____ Exercise input

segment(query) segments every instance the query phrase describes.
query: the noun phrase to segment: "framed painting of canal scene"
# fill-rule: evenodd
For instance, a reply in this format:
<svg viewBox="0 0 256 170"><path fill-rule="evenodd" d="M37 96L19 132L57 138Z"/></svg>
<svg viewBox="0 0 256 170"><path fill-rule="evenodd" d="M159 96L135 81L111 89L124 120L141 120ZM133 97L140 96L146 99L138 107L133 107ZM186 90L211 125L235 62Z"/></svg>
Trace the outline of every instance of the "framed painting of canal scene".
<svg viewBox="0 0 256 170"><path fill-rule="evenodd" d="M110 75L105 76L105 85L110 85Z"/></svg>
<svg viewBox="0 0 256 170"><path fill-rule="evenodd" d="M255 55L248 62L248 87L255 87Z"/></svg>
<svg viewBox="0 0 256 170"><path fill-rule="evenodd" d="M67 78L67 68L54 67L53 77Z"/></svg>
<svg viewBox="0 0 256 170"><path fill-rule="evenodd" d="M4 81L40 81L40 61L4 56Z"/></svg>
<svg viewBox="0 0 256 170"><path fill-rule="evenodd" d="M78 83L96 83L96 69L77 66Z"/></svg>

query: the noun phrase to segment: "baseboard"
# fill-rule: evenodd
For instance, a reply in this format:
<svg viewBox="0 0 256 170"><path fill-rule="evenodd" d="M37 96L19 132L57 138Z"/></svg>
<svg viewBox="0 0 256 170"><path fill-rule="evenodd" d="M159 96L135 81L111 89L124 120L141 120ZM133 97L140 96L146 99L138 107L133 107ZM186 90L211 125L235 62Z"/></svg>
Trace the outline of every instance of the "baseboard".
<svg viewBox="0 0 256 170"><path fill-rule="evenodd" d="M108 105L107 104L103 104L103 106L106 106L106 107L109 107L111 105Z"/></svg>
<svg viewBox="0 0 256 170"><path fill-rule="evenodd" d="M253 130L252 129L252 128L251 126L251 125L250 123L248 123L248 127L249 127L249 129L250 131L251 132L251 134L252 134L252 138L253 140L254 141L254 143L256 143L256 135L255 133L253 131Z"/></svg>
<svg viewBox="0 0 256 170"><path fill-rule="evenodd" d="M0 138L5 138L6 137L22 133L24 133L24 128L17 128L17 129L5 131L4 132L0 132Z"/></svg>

________

- Set exercise: Which lines of the listing above contain the string "segment"? Pull out each of those lines in full.

- Answer for the task:
segment(query) segments every instance the query phrase describes.
query: the noun phrase to segment: "framed painting of canal scene"
query: the noun phrase to segment: "baseboard"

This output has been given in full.